Transcribe the records below exactly, leaving out any pictures.
▽
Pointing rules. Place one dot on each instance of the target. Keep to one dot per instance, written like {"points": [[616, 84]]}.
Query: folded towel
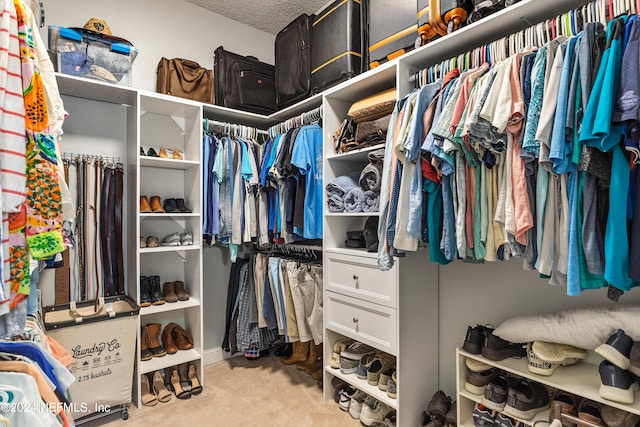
{"points": [[336, 204], [341, 185], [370, 177], [353, 200], [371, 202]]}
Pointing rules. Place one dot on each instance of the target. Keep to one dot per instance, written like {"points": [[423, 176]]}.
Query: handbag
{"points": [[185, 78]]}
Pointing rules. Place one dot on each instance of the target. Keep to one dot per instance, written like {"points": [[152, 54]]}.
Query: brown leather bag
{"points": [[186, 79]]}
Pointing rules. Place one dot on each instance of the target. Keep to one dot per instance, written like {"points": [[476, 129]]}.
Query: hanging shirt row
{"points": [[533, 157], [266, 193]]}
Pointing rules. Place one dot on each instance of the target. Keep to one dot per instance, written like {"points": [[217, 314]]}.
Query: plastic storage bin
{"points": [[103, 347], [87, 54]]}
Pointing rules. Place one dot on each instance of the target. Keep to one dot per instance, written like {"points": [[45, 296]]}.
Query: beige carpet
{"points": [[239, 392]]}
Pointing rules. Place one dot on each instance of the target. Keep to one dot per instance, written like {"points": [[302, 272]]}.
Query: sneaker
{"points": [[339, 346], [615, 384], [617, 349], [495, 394], [474, 339], [439, 405], [355, 406], [495, 348], [614, 417], [478, 376], [483, 416], [526, 398], [356, 351], [373, 412]]}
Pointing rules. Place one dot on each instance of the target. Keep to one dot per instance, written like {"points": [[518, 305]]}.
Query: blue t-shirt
{"points": [[307, 157]]}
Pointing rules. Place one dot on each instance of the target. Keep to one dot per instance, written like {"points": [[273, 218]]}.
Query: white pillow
{"points": [[581, 327]]}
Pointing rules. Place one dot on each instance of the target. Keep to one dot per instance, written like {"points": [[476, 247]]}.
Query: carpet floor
{"points": [[240, 392]]}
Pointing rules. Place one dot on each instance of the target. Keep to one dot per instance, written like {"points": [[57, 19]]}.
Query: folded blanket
{"points": [[370, 177], [353, 200], [342, 184], [371, 202], [336, 203]]}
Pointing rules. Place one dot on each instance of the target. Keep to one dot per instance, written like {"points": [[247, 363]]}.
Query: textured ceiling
{"points": [[266, 15]]}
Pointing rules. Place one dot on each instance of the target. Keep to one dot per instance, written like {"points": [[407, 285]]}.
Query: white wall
{"points": [[169, 28]]}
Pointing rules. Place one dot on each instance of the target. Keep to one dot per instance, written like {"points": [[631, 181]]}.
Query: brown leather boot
{"points": [[299, 355], [167, 339], [168, 292], [156, 206], [144, 205], [180, 291], [145, 353], [182, 338], [153, 340]]}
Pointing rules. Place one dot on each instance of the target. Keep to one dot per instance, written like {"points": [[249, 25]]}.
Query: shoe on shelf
{"points": [[617, 349], [186, 239], [338, 347], [172, 239], [145, 207], [495, 348], [474, 338], [615, 384], [483, 416], [478, 376], [526, 398]]}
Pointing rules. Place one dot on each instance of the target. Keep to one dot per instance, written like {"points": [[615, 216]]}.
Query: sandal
{"points": [[196, 387], [176, 384], [161, 391], [147, 397]]}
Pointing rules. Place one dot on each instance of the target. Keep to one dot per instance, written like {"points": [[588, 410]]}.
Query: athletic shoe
{"points": [[526, 398], [615, 384], [478, 376], [483, 416], [617, 349]]}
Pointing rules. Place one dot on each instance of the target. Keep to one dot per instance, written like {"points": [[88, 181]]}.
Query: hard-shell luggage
{"points": [[243, 82], [339, 44], [293, 61], [393, 29], [440, 17]]}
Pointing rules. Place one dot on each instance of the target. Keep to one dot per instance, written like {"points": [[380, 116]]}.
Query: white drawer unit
{"points": [[372, 324], [360, 277]]}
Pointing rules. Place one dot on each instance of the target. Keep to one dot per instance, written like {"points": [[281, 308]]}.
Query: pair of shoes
{"points": [[150, 293], [172, 205], [175, 337], [616, 378], [373, 411], [177, 239], [153, 206], [150, 341], [168, 153], [174, 291], [478, 376]]}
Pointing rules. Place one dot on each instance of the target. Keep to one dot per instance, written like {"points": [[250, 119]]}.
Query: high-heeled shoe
{"points": [[196, 387], [176, 384], [146, 396], [159, 388]]}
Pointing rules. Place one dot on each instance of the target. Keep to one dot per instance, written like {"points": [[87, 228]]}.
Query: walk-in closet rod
{"points": [[240, 131], [306, 118], [568, 24]]}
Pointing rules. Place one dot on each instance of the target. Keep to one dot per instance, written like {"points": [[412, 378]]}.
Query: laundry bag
{"points": [[103, 346]]}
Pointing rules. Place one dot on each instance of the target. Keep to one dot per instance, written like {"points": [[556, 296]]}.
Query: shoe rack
{"points": [[170, 125]]}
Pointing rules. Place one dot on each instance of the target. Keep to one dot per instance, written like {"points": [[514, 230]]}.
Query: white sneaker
{"points": [[373, 412], [355, 408]]}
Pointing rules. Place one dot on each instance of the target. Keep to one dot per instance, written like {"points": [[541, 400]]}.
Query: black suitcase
{"points": [[448, 17], [243, 82], [293, 61], [393, 29], [339, 44]]}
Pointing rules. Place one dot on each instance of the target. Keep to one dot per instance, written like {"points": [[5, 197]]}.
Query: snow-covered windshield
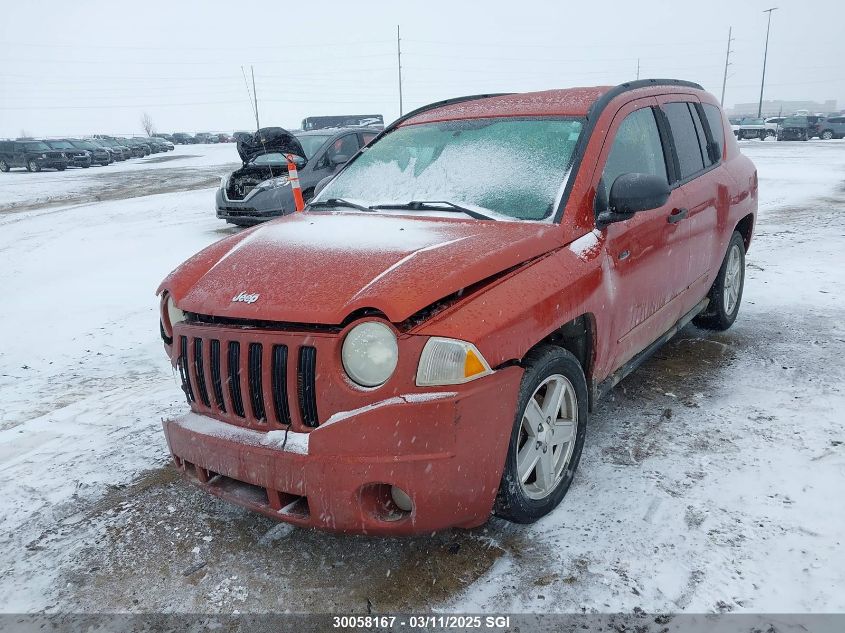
△
Answer space —
Pointing rules. Place one dot on each instance of the target. Keep to one dot per instance, written like {"points": [[616, 84]]}.
Query: folded towel
{"points": [[336, 204], [341, 185], [370, 177], [353, 200], [371, 202]]}
Pointing rules. Place one dot on each instance of the target. Keep to one dot per instance, written like {"points": [[423, 176]]}.
Query: handbag
{"points": [[185, 78]]}
Pointing rules. Place one dot on each instance of the target. Keep to one dot per instance, written like {"points": [[152, 54]]}.
Query: brown leather bag
{"points": [[186, 79]]}
Pointing rules. Place one dot on each instance of the target. Keep to one dot per instance, written like {"points": [[476, 129]]}.
Query: hanging shirt row
{"points": [[533, 157], [266, 193]]}
Pointing rules. Place one dot on each instance of the target. Keep to one dot per instance, written like {"points": [[217, 314]]}.
Query: plastic storage bin
{"points": [[103, 347], [87, 54]]}
Pointing rules. Place one dot on each instance of the target. Keep to one dot per instance, written like {"points": [[45, 296]]}.
Query: beige carpet
{"points": [[239, 392]]}
Pointing rules. Place one dot on each instance of the target. Keep to one dot per instance, written like {"points": [[302, 272]]}.
Query: sneaker
{"points": [[339, 346], [615, 384], [617, 349], [495, 394], [474, 339], [439, 405], [355, 406], [495, 348], [614, 417], [478, 376], [483, 416], [526, 398], [356, 351], [373, 412]]}
Pointing rules. Place one dot on each instance of the target. Keep to one dot per instance, written like {"points": [[518, 305]]}.
Query: blue t-shirt
{"points": [[307, 157]]}
Pointing rules. Place one dot on each instance of the target. Keep to one dot per instance, written like {"points": [[273, 218]]}.
Query: white pillow
{"points": [[581, 327]]}
Pointing rules. Place one dot on each instance of the target. Keep to one dot per instance, written like {"points": [[476, 247]]}.
Query: carpet floor
{"points": [[240, 392]]}
Pointing rules. Place one dot on each instance of the target. Keep to one dot per instance, written like {"points": [[57, 19]]}.
Query: folded blanket
{"points": [[370, 177], [353, 200], [342, 184], [371, 202], [336, 203]]}
Pointing rules. Place one dot on each instance of the target. Keep to one dot per instance, written like {"points": [[247, 363]]}.
Query: textured ceiling
{"points": [[266, 15]]}
Pointing rules. Place one dot on each instance of the target. Keep to one dot per instance, written like {"points": [[407, 285]]}.
Query: white wall
{"points": [[169, 28]]}
Pointing rules. Place one dot on each instance of the target. Keep to one dot per instance, written like {"points": [[631, 181]]}.
Query: brown leather boot
{"points": [[299, 355], [167, 339], [168, 292], [156, 206], [144, 205], [180, 291], [145, 353], [182, 338], [153, 340]]}
Pointing rules. Place one dot on each instance of the target. Keep to one dot per instance, written like {"points": [[249, 25]]}.
Query: shoe on shelf
{"points": [[617, 349], [186, 239], [338, 347], [172, 239], [145, 207], [495, 348], [474, 338], [615, 384], [483, 416], [478, 376], [526, 398]]}
Pointing rules. Place one dot on each instance of the target. Keep to one dot per instance, written like {"points": [[615, 216]]}.
Query: sandal
{"points": [[196, 387], [176, 384], [161, 391], [147, 397]]}
Pointing rules. Place one dot on each instance of the target. Keep to one dot per instance, written like {"points": [[588, 410]]}.
Query: athletic shoe
{"points": [[526, 398], [615, 384], [478, 376], [483, 416], [617, 349]]}
Pointing rules. Place one dot on each instance of the target. Keep to one dot per instance, written like {"points": [[88, 181]]}.
Query: hard-shell luggage
{"points": [[243, 82], [339, 44], [293, 61], [393, 29], [440, 17]]}
Pointing rules. Place one dot on each instance of the target. Keep to one dot per instance, written like {"points": [[380, 116]]}.
Query: white drawer unit
{"points": [[372, 324], [360, 277]]}
Pointing rules. Place one dot on each instance of the target. Keep to one dot per instance, written like {"points": [[281, 308]]}.
Query: pair of shoes
{"points": [[150, 293], [172, 205], [175, 337], [616, 378], [373, 411], [177, 239], [153, 206], [150, 341], [168, 153], [174, 291], [478, 376]]}
Pointing rules. Place one dot on each instance of the target. Keep to one dot per instance, written like {"points": [[250, 119]]}.
Query: high-heeled shoe
{"points": [[196, 387], [176, 384], [146, 396], [159, 388]]}
Pointing rules. Place one dot on each instance of the target. Keep to one dot per instance, written like {"points": [[87, 228]]}.
Query: walk-in closet rod
{"points": [[240, 131], [306, 118], [568, 24]]}
Pointing rules. Place one dot on each instance of the target. Keep to one dot per instance, written like {"points": [[412, 378]]}.
Query: laundry bag
{"points": [[103, 346]]}
Pointing rules. Place one dot on each instance of the target. Keep to one dot per instance, written like {"points": [[556, 296]]}.
Query: shoe rack
{"points": [[170, 125]]}
Pointing rules. Place one dot on each instance of the target. Keep to one dot per instance, written like {"points": [[514, 230]]}.
Query: white sneaker
{"points": [[373, 412], [355, 408]]}
Pointing rules. Place one dot on each instance of the target. Keep to one dot per instance, written like {"points": [[541, 400]]}.
Query: black suitcase
{"points": [[448, 17], [243, 82], [293, 61], [393, 29], [339, 44]]}
Pointing rules. Place one dot on each instance of the target. Keep to one dot per instance, written like {"points": [[5, 197]]}.
Query: snow-covered windshield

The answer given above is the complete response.